INSTRUCTION ▸ Count the lines in the rows below that contain the string "face", and give only the number.

Position annotation records

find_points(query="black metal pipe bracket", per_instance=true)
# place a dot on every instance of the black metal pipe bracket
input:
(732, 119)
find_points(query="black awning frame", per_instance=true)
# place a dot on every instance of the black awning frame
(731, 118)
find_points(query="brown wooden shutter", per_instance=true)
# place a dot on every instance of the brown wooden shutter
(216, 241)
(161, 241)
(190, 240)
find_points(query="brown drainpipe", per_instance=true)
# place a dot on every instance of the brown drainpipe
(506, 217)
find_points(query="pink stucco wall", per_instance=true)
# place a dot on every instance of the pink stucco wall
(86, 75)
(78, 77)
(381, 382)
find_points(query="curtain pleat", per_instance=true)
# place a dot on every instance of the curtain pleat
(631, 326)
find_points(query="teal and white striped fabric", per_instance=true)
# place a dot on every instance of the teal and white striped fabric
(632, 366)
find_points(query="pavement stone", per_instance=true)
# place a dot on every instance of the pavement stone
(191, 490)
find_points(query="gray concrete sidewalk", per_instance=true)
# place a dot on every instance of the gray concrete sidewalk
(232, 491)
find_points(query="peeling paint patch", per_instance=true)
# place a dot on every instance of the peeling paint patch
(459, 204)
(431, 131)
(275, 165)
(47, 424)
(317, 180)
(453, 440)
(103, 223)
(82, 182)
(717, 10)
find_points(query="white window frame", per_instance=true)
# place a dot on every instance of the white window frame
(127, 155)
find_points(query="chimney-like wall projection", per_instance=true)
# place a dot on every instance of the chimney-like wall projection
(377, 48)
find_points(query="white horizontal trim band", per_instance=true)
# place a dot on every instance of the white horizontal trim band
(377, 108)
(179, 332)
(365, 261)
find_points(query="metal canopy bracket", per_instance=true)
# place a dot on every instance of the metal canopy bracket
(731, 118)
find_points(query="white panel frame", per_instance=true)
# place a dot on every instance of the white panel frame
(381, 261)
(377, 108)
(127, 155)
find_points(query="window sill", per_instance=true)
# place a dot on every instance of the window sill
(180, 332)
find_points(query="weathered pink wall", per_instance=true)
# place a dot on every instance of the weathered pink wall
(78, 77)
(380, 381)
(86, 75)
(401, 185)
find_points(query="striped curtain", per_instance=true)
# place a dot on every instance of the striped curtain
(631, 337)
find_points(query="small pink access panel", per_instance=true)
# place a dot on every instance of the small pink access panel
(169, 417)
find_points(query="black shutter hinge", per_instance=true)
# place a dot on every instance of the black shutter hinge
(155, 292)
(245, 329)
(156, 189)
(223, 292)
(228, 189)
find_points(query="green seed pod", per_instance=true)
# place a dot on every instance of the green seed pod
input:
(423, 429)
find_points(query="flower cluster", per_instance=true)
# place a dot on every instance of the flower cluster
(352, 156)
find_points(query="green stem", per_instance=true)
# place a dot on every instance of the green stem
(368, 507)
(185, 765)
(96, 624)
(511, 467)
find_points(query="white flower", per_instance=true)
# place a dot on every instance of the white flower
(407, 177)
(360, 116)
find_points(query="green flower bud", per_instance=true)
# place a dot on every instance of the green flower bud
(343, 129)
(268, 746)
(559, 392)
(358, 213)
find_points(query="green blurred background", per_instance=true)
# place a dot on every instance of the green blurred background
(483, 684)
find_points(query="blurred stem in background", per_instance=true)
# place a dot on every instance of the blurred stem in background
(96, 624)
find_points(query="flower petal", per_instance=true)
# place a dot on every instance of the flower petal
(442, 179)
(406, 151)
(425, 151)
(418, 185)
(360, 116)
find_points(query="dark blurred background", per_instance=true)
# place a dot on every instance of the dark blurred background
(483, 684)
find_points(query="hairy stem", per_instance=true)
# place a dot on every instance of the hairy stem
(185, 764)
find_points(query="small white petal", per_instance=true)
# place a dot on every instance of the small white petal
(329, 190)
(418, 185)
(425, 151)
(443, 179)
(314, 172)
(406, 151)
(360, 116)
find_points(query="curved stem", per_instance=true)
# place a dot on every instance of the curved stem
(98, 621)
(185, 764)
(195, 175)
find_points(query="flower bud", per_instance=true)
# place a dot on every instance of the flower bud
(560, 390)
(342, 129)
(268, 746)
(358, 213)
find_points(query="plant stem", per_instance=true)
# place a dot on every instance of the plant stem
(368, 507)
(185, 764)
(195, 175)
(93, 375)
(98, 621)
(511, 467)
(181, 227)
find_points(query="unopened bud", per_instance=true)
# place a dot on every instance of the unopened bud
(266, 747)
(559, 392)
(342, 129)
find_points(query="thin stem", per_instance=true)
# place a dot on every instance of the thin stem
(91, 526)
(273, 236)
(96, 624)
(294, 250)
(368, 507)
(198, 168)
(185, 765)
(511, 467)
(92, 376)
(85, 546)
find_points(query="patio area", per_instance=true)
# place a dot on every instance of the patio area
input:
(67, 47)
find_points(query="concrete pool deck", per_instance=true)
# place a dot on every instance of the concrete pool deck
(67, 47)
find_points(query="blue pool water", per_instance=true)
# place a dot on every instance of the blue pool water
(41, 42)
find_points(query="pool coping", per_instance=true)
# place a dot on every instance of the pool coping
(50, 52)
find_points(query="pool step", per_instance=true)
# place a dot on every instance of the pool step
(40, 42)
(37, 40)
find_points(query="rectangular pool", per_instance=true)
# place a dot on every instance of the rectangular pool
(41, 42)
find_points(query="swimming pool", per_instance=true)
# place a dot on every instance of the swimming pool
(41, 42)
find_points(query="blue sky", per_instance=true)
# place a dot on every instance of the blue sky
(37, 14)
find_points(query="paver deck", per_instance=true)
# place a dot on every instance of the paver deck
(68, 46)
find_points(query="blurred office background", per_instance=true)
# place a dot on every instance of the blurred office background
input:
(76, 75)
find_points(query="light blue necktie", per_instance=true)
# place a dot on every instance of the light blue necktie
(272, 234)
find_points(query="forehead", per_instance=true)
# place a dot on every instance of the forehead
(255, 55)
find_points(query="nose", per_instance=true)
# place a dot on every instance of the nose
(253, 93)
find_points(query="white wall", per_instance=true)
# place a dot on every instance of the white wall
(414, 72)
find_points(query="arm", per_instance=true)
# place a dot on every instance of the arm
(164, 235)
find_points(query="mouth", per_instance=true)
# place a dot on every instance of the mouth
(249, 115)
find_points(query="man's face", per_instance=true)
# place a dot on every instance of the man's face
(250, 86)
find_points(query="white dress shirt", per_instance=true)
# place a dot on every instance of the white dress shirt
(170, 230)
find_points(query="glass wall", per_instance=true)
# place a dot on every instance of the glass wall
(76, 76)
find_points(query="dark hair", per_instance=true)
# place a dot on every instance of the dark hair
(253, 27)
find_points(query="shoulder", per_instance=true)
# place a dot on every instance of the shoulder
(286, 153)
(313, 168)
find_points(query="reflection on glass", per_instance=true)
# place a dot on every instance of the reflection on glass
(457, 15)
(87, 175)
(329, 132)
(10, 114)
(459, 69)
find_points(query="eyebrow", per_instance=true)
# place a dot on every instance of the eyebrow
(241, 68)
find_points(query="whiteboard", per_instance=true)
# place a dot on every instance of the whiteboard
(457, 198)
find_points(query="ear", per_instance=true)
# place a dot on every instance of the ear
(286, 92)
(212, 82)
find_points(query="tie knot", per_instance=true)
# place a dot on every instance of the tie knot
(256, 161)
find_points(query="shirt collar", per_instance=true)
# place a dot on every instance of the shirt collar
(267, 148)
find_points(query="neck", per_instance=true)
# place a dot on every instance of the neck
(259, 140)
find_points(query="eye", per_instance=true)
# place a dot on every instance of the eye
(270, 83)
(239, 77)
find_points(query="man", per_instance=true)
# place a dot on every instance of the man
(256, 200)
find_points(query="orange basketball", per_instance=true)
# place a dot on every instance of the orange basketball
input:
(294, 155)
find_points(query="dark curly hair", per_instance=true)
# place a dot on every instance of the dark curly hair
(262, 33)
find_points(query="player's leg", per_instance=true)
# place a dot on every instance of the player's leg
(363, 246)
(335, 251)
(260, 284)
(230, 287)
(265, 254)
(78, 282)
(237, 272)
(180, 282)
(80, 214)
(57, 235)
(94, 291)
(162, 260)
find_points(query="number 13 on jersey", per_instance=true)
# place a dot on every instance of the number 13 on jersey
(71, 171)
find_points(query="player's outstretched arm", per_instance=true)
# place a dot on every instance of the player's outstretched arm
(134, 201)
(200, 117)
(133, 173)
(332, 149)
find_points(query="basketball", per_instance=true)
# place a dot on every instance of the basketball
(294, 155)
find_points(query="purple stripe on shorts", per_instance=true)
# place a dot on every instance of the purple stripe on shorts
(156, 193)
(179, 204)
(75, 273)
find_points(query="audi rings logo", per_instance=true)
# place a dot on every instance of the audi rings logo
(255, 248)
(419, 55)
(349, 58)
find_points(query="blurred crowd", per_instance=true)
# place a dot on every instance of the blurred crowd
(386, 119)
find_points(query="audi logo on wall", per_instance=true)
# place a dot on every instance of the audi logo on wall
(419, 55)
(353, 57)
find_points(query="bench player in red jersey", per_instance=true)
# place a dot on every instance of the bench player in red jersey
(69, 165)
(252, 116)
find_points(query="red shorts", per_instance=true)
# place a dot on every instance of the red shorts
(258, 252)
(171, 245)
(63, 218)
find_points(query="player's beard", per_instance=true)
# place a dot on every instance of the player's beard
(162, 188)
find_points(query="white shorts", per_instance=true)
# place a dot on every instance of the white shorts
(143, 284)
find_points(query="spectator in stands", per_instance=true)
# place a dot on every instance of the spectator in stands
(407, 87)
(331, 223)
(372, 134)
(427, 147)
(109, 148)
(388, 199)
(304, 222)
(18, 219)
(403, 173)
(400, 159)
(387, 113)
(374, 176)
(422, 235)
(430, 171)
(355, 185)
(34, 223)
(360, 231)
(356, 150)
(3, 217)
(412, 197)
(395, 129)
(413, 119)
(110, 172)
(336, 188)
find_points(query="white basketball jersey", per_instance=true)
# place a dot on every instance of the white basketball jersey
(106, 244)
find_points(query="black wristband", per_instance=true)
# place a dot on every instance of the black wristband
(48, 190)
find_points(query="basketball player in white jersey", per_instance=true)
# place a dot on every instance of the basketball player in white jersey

FINAL RESULT ▸ 2